## START Recorded data

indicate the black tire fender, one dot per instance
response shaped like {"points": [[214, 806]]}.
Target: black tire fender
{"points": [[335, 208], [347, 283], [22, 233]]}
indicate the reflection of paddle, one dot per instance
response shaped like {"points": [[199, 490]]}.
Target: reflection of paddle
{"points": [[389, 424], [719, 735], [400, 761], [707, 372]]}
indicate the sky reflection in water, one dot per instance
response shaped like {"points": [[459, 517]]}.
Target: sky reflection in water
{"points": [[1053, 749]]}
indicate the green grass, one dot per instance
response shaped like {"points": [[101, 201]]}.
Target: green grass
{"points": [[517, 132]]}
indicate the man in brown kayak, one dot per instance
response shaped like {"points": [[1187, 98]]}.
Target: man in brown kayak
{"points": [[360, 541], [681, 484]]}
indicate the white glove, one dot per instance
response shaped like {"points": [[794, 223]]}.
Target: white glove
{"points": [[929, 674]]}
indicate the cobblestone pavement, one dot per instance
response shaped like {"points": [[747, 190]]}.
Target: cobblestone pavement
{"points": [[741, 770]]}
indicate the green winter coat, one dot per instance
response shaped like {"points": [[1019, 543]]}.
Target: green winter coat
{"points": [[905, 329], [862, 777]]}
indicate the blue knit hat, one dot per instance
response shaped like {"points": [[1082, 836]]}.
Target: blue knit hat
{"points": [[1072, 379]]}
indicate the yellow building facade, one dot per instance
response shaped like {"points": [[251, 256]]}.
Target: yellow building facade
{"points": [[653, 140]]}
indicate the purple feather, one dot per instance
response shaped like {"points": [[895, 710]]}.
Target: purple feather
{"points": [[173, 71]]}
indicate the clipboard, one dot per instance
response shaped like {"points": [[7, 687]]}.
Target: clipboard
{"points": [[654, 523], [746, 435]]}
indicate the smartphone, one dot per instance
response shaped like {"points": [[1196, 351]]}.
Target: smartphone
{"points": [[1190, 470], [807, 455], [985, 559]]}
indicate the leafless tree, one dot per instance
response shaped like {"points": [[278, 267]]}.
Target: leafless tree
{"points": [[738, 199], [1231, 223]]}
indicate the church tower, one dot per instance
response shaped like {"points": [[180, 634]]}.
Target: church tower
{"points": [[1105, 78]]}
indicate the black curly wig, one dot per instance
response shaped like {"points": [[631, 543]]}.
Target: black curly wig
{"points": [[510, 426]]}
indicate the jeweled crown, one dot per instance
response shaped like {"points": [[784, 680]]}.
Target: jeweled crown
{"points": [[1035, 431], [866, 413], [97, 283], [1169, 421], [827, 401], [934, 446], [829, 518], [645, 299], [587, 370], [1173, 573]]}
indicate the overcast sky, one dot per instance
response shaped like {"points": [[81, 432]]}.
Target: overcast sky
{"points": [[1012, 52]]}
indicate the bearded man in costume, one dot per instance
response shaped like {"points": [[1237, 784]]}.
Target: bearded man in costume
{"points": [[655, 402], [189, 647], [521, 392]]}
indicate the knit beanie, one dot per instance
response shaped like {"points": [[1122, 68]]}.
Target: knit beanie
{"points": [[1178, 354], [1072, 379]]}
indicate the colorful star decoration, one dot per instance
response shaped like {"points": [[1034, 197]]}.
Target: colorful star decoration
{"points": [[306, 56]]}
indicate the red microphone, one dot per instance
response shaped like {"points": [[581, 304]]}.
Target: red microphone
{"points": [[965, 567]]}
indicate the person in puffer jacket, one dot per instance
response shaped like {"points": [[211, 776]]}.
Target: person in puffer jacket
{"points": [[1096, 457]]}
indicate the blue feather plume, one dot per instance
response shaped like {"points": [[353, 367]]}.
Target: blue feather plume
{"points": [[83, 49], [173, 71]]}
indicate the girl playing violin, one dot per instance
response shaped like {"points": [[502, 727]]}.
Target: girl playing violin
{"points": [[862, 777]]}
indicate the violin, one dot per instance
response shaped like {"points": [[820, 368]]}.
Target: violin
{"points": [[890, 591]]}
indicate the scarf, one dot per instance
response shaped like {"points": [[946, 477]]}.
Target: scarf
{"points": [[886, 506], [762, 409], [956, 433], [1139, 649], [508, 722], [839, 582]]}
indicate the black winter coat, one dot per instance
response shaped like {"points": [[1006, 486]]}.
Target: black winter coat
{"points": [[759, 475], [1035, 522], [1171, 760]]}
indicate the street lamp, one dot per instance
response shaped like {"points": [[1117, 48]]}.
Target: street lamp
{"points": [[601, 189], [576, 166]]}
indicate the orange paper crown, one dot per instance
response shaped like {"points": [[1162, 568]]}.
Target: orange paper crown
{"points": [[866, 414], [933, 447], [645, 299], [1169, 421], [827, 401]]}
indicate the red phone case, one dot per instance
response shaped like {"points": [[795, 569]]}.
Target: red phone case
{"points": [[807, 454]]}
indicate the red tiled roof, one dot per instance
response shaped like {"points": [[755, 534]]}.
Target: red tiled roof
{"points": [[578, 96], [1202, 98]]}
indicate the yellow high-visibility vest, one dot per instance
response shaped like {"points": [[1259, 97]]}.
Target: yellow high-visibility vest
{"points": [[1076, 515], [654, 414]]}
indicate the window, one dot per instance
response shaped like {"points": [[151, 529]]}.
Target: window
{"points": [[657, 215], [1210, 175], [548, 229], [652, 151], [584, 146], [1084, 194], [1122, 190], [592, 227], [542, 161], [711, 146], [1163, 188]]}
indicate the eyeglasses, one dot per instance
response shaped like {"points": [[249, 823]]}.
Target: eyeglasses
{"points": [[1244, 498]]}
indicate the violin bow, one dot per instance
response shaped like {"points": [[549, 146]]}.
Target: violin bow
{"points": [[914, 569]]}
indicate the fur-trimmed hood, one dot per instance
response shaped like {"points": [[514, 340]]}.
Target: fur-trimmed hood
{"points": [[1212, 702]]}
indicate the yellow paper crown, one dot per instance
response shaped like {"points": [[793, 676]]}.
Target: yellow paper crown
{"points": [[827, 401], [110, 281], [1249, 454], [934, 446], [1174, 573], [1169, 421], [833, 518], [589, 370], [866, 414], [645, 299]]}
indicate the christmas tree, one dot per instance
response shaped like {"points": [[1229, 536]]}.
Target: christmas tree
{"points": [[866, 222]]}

## END Recorded data

Copy out the whole listing, exactly as written.

indicate the black tire fender, one dot per instance
response shaped like {"points": [[214, 806]]}.
Target: black tire fender
{"points": [[335, 208], [347, 283], [22, 233]]}
indicate the reflection of paddle, one dot per instance
response shaped like {"points": [[199, 490]]}.
Target: reflection of paddle
{"points": [[389, 424], [719, 735], [400, 761], [707, 372]]}
indicate the sky reflection in water, one dot per instance
response shaped like {"points": [[459, 517]]}.
Target: sky reflection in water
{"points": [[1053, 749]]}
indicate the green grass, one dot per instance
response shaped like {"points": [[101, 201]]}.
Target: green grass
{"points": [[517, 132]]}
indicate the man in brown kayak, one dot per instance
response shaped like {"points": [[1187, 98]]}.
Target: man in brown kayak
{"points": [[360, 541], [681, 484]]}
indicate the white glove, one dot per instance
response shaped like {"points": [[794, 223]]}.
Target: white glove
{"points": [[929, 674]]}
indicate the cobblestone pavement, one dot per instance
response shaped like {"points": [[747, 190]]}.
Target: cobblestone pavement
{"points": [[741, 770]]}
indicate the green winter coat, one dot per instance
response shaped like {"points": [[1019, 543]]}.
Target: green winter coat
{"points": [[905, 329], [862, 777]]}
indicate the blue knit hat, one dot per instance
response shaped like {"points": [[1082, 836]]}.
Target: blue knit hat
{"points": [[1072, 379]]}
indicate the yellow building facade, one dot per instance
response shaped like {"points": [[251, 256]]}.
Target: yellow building facade
{"points": [[653, 140]]}
indicate the purple feather, one dot per instance
response shaped like {"points": [[895, 710]]}.
Target: purple feather
{"points": [[173, 71]]}
indicate the clipboard, one dot per instance
response shaped like {"points": [[7, 687]]}.
Target: clipboard
{"points": [[654, 523], [746, 435]]}
indicate the smartphone, one dot per instance
response shaped like {"points": [[1196, 351]]}.
Target: smartphone
{"points": [[1190, 470], [807, 455], [985, 559]]}
indicate the leafless tree, one dot per instance
response shaped like {"points": [[278, 267]]}.
Target: leafless tree
{"points": [[738, 199], [1231, 223]]}
indicate the church tower, one dot per instance
response shaped like {"points": [[180, 634]]}.
Target: church tower
{"points": [[1105, 78]]}
indicate the black curly wig, one dot per instance
response shaped like {"points": [[631, 543]]}.
Target: black curly wig
{"points": [[510, 426]]}
indicate the jeweled crown, one dot per instance
response shaped like {"points": [[784, 680]]}.
Target: jeweled crown
{"points": [[1035, 431], [866, 413], [97, 283], [1169, 421], [827, 401], [934, 446], [829, 518], [645, 299], [587, 370], [1173, 573]]}
indicate the overcast sky, one dot per instance
response shaped like {"points": [[81, 432]]}.
Target: overcast sky
{"points": [[1012, 52]]}
indicate the bearded man in costume, one dot per instance
response shaped like {"points": [[1237, 784]]}.
Target: bearded man in costume
{"points": [[655, 402], [189, 647], [521, 392]]}
indicate the knit beanie, one dot per instance
response shaped like {"points": [[1122, 68]]}.
Target: knit beanie
{"points": [[1178, 354], [1072, 379]]}
indicate the colorful star decoration, one dot per instance
response shaped like {"points": [[1034, 197]]}.
Target: colorful star decoration
{"points": [[306, 56]]}
indicate the red microphone, one dot per instance
response shaped like {"points": [[581, 304]]}.
Target: red microphone
{"points": [[965, 567]]}
indicate the person in puffer jacket, one dot per instance
response shaped like {"points": [[211, 776]]}.
Target: person in puffer jacket
{"points": [[1096, 457]]}
indicate the blue feather plume, one dot per instance
response shaped like {"points": [[353, 367]]}.
Target: blue feather plume
{"points": [[83, 49], [173, 71]]}
indicate the girl playing violin, one dot per instance
response shaped like {"points": [[502, 727]]}.
Target: girl playing violin
{"points": [[862, 777]]}
indicate the violin, one dot per instance
response shaped like {"points": [[820, 368]]}.
Target: violin
{"points": [[890, 591]]}
indicate the scarf, one dot per instance
response shaped like {"points": [[946, 477]]}.
Target: scarf
{"points": [[886, 506], [762, 409], [956, 433], [1139, 649], [508, 722], [839, 582]]}
indicate the black winter coat, one dot per instance
response shaped like {"points": [[1006, 486]]}.
Target: black winter coat
{"points": [[759, 475], [1035, 522], [1171, 760]]}
indicate the street lamp, one dot per instance
response shaped like {"points": [[1117, 48]]}.
Target: street lamp
{"points": [[601, 189], [576, 166]]}
indicate the orange paper crown, one dot per instance
response shaped like {"points": [[1162, 568]]}.
Target: orange paper crown
{"points": [[866, 414], [933, 447], [645, 299], [1169, 421], [827, 401]]}
indicate the red phone case, one dot per instance
response shaped like {"points": [[795, 569]]}.
Target: red phone case
{"points": [[807, 454]]}
indicate the red tiled roof, one dot per instance
response shaped like {"points": [[755, 534]]}.
Target: red tiled roof
{"points": [[578, 96], [1202, 98]]}
indicate the yellow high-visibility vest, one dot per instance
response shaped like {"points": [[1259, 97]]}.
Target: yellow high-visibility vest
{"points": [[1076, 515], [654, 414]]}
indicate the window, one dot per instance
response shaped like {"points": [[151, 529]]}.
Target: window
{"points": [[657, 215], [1210, 175], [548, 229], [652, 151], [584, 146], [1084, 194], [1122, 190], [592, 227], [542, 161], [711, 146], [1163, 188]]}
indicate the eyeglasses, one dot per instance
response shaped like {"points": [[249, 823]]}.
Target: eyeglasses
{"points": [[1244, 498]]}
indicate the violin bow, one dot per instance
response shaped like {"points": [[549, 146]]}.
Target: violin bow
{"points": [[914, 569]]}
indicate the fur-trimmed hood, one dot per instance
response shaped like {"points": [[514, 340]]}.
Target: fur-trimmed hood
{"points": [[1212, 702]]}
indicate the yellow paper crown, one dot per instance
response shaped like {"points": [[793, 676]]}.
Target: yellow paper crown
{"points": [[827, 401], [110, 281], [1249, 454], [934, 446], [1174, 573], [1169, 421], [833, 518], [589, 370], [866, 414], [645, 299]]}
indicate the christmas tree, one dot per instance
response shaped like {"points": [[1229, 536]]}.
Target: christmas tree
{"points": [[866, 222]]}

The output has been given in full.